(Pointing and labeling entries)
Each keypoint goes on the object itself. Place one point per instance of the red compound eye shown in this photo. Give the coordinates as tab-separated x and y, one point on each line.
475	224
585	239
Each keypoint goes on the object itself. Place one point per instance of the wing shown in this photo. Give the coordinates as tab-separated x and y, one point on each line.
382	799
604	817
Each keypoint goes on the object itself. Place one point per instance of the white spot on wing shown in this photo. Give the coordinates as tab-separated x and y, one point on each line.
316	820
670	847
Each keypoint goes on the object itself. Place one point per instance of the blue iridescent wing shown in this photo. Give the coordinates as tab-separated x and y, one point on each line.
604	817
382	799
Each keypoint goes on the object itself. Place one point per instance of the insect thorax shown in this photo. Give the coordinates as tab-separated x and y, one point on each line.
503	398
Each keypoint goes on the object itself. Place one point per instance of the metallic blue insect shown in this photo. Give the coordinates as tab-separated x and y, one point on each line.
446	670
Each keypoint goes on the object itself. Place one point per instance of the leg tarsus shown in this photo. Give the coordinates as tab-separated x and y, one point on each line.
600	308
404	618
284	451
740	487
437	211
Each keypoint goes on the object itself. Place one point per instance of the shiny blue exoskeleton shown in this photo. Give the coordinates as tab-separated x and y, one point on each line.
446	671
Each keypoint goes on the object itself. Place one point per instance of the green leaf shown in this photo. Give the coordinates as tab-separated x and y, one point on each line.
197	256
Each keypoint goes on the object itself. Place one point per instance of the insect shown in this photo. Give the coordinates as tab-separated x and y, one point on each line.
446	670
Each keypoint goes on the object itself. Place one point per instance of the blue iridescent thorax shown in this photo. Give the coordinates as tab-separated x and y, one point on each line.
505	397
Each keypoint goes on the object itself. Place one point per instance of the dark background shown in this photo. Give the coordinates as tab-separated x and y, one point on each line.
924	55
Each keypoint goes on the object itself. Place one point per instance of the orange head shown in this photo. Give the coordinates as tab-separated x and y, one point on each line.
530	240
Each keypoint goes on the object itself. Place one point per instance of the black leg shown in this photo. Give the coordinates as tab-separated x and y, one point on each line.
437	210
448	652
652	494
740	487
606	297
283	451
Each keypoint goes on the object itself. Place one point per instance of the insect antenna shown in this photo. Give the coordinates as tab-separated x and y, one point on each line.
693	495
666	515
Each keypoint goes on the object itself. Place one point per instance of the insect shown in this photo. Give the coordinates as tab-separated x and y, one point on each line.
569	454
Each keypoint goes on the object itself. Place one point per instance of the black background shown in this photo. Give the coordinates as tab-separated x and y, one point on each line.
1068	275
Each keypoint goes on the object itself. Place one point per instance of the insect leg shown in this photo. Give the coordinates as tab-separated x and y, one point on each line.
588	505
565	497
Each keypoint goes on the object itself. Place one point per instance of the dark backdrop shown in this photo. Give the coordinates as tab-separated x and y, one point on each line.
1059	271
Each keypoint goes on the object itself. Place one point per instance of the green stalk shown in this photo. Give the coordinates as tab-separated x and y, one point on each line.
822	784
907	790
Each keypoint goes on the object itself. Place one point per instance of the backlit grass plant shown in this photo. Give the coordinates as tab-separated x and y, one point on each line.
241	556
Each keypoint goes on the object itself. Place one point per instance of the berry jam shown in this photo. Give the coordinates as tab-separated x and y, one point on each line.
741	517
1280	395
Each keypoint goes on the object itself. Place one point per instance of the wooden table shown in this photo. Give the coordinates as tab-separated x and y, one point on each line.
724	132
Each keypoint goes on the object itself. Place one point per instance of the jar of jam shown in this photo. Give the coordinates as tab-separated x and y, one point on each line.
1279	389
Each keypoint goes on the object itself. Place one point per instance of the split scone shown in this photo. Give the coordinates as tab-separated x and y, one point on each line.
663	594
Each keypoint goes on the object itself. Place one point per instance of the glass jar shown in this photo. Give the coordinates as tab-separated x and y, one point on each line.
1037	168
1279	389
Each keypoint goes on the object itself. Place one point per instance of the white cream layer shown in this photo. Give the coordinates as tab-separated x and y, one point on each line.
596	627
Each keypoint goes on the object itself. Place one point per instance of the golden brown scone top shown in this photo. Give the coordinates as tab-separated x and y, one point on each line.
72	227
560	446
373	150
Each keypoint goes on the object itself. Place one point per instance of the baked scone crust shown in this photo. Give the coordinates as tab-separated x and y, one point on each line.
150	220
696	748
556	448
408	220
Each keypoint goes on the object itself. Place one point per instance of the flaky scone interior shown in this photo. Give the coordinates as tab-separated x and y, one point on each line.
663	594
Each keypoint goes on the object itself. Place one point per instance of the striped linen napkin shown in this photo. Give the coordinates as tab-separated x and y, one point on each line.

Request:
Copy the records word for word, starting at the line that contains "the white cream" and continuing through the final line of the records.

Correct response:
Each keypoint goes on the object itself. Place one point per instance of the white cream layer shown in this photo. Give the coordinates as tab-separated x and y, one point on each line.
596	627
Each keypoint goes on the object itself. Place one point per instance of the golden brown scone top shown in this photo. Give the coordinates as tab-separated x and y, one point on each line.
72	227
560	446
373	150
Each keypoint goes on the object itself. Place one point per instance of the baked scone crust shown in this photo. Give the coordinates as tab-separated x and y, one point on each line.
150	220
696	748
556	448
408	220
Each keypoint goes on the object itself. Place one point per instance of the flaky scone interior shown in this photo. Give the coordinates as tab-separated x and y, one point on each line.
663	594
Each keypoint goes on the object itself. Place one point per instance of the striped linen napkin shown in this photo. Give the coordinates as tab-separated x and y, one point on each line.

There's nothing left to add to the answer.